STATED PROBLEM:
Show every line of the items below that contains the word "well", copying each one in full.

GIVEN INFORMATION:
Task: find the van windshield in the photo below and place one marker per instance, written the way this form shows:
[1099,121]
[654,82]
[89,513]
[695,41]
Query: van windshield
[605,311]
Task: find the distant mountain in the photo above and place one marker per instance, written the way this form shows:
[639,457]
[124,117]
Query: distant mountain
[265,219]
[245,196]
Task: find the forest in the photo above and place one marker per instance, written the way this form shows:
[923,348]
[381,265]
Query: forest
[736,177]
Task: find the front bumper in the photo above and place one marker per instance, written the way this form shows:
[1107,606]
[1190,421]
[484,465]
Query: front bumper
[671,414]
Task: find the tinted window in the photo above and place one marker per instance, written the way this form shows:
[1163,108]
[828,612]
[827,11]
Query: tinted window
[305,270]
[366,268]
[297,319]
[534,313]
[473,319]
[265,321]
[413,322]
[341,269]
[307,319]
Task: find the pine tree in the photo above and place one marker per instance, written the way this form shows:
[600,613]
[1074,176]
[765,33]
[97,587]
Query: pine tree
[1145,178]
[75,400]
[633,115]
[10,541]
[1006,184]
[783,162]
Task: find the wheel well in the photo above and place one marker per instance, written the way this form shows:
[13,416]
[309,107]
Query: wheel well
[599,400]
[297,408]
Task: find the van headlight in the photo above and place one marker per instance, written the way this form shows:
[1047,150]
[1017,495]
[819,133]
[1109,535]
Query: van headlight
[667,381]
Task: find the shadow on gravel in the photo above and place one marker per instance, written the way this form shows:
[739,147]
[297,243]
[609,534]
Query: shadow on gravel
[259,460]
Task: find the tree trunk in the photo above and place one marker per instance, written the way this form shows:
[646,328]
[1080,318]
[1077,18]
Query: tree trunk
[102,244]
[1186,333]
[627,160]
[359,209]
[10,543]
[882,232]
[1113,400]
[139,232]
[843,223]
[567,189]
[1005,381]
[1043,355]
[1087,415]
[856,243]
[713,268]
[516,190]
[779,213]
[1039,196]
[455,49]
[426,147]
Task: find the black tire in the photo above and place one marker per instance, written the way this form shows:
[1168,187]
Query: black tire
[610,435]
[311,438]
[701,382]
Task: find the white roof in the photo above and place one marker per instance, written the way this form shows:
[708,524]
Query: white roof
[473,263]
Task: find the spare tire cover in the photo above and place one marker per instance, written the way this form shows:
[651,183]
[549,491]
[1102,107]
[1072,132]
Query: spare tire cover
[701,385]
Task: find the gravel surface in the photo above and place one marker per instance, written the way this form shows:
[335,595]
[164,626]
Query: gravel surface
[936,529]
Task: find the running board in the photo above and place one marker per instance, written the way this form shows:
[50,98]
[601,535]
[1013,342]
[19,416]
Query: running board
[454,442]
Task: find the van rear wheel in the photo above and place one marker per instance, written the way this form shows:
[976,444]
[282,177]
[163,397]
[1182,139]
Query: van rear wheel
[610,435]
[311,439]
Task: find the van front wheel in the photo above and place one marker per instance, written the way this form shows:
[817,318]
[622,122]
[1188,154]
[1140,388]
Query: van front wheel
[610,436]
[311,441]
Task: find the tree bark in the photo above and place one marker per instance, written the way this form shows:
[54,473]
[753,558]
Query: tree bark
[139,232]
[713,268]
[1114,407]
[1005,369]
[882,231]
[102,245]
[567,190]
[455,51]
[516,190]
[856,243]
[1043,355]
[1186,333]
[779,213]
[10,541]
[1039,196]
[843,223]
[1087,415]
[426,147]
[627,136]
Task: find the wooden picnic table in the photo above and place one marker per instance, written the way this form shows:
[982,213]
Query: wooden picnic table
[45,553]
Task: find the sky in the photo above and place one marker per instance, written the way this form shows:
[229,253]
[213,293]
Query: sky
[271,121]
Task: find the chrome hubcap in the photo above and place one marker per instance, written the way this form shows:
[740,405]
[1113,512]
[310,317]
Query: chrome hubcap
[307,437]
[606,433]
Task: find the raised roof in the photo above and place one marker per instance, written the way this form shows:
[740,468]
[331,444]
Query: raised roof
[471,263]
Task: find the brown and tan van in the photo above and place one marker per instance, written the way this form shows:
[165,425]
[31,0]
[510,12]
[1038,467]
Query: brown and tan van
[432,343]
---
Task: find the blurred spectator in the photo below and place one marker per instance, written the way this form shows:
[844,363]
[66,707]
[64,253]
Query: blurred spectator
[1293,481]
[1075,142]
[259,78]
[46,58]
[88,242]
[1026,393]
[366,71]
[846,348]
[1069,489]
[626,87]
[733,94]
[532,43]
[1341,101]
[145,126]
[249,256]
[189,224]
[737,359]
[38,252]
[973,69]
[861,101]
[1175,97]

CORRECT RESPONSE:
Task: find the wheel well in the photo above and place one marker per instance, written the way this form shows:
Query: wheel well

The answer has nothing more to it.